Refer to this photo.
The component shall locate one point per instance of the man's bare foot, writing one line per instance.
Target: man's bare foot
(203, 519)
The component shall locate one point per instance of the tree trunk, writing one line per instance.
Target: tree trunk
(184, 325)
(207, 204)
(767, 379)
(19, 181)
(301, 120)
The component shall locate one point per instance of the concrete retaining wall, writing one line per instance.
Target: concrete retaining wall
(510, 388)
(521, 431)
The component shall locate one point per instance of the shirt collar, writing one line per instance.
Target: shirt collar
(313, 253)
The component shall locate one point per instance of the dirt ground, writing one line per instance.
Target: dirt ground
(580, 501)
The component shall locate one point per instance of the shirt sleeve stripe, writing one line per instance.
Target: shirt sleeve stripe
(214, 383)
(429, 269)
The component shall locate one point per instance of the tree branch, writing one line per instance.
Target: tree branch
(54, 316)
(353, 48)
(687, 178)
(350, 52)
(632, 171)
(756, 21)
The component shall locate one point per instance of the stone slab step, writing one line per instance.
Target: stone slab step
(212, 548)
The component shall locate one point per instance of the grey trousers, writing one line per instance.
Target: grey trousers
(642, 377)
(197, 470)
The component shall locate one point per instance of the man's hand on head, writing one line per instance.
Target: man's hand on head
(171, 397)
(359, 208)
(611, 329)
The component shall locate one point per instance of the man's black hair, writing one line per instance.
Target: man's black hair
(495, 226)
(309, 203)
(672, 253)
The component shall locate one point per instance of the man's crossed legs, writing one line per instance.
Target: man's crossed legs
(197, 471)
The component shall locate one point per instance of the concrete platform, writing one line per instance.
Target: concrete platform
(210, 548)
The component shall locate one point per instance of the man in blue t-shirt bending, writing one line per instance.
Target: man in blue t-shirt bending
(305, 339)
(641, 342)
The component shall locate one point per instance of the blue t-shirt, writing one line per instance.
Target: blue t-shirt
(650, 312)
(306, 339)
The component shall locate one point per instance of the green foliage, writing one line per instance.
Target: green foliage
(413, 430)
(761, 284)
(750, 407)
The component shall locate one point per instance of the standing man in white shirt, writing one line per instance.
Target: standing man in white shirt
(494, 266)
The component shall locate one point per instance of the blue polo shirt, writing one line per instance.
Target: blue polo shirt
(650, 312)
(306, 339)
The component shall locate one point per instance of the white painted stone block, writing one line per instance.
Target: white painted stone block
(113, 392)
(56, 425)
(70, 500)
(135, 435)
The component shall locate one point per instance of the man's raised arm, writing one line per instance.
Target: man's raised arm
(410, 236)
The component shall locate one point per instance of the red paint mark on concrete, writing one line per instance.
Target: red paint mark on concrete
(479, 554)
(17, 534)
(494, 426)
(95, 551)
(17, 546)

==

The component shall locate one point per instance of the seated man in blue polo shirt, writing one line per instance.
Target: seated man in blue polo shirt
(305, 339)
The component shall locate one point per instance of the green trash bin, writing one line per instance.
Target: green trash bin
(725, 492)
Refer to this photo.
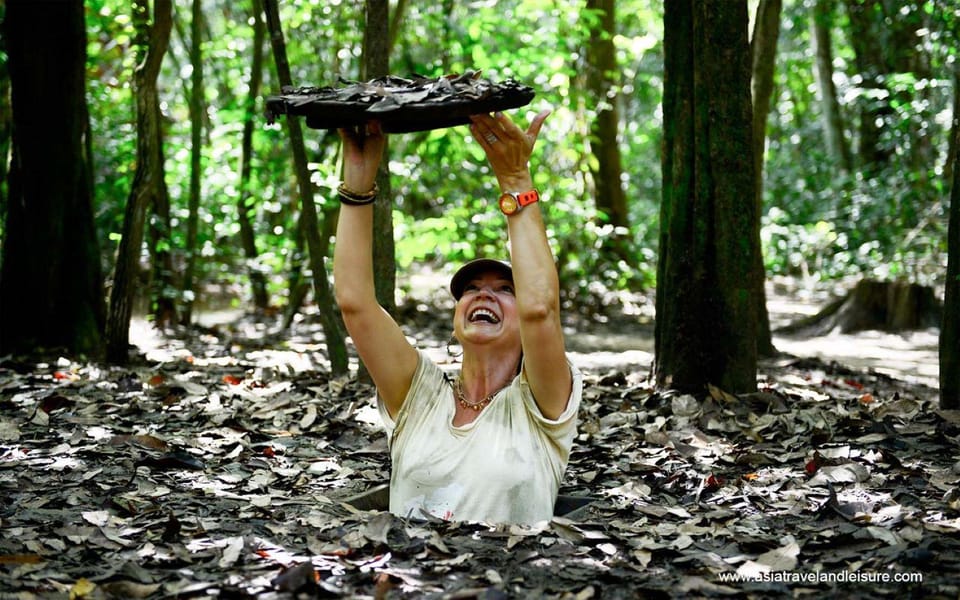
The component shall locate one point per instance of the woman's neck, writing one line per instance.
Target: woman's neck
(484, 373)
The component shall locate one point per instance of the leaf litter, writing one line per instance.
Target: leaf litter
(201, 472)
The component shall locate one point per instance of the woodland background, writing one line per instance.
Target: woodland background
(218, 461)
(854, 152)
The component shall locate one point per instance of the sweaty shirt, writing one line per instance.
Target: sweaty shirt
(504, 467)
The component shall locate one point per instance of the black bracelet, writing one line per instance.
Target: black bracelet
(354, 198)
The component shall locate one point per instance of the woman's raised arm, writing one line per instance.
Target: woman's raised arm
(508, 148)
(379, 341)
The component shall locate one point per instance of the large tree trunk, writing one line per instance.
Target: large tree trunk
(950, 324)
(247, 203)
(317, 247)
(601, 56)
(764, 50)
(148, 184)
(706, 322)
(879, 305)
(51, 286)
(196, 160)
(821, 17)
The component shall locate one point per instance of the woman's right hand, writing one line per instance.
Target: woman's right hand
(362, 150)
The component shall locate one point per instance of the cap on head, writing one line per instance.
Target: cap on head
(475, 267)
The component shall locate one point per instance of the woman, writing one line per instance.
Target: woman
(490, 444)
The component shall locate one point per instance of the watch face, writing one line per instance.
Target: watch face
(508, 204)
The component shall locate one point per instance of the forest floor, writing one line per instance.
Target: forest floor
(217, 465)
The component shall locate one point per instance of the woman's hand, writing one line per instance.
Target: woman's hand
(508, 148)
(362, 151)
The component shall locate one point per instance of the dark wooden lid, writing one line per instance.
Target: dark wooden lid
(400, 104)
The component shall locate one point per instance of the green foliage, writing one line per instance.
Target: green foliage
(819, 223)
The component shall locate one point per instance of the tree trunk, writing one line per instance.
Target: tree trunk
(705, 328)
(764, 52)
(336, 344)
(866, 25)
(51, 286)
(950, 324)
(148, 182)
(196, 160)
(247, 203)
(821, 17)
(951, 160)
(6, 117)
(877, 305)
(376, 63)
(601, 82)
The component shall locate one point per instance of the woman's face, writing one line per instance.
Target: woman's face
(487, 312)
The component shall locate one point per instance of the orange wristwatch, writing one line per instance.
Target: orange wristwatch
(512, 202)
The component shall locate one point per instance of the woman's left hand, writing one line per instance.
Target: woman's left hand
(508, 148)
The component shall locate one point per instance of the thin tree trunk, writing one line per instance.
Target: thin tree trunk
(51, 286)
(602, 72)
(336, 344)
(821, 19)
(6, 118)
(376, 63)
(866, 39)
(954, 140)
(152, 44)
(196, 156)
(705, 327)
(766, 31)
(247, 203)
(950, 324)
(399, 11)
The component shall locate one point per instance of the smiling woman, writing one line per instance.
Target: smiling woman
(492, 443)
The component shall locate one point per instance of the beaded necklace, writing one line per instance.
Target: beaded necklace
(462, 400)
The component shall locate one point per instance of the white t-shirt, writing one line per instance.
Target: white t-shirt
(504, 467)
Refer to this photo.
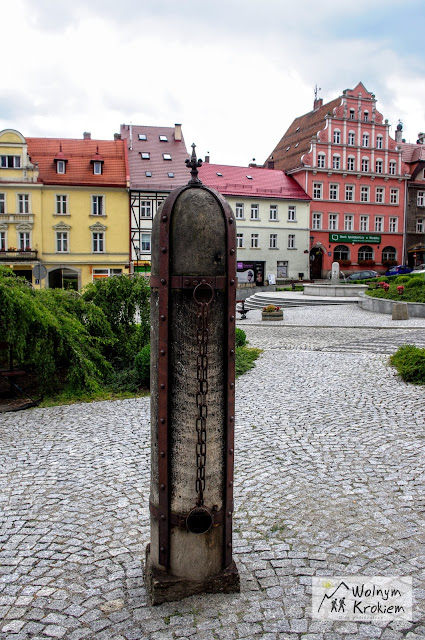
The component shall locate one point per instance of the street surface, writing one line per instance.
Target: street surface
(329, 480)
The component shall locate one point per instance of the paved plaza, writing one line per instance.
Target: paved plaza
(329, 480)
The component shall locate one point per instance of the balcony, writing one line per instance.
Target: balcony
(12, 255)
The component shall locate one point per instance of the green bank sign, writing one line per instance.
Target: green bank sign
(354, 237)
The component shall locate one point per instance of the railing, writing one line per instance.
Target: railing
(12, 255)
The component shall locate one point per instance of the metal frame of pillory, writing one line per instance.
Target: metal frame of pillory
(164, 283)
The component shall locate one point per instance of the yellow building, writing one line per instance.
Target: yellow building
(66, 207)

DESCRIPTION OF THE TASK: Of the entries above, transcribe exactly those lines that fall between the line containing "hair, writing one line per instance." and the line containing "bending, writing one line per instance.", together with those two lines.

TASK ANSWER:
The component shall locate one point per instance of the man's black hair, writing one line per instance.
Target: man's black hair
(495, 226)
(309, 203)
(672, 253)
The component shall locate one point per instance of the man's crossed legs, writing one line per instance.
Target: man's crossed legs
(197, 471)
The component shall locate one point per instance of the concrete platform, writing one line per instance.
Target: concrete platform
(210, 548)
The component shall locate one point per instance of the man in blue t-shirt bending, writing one line per instance.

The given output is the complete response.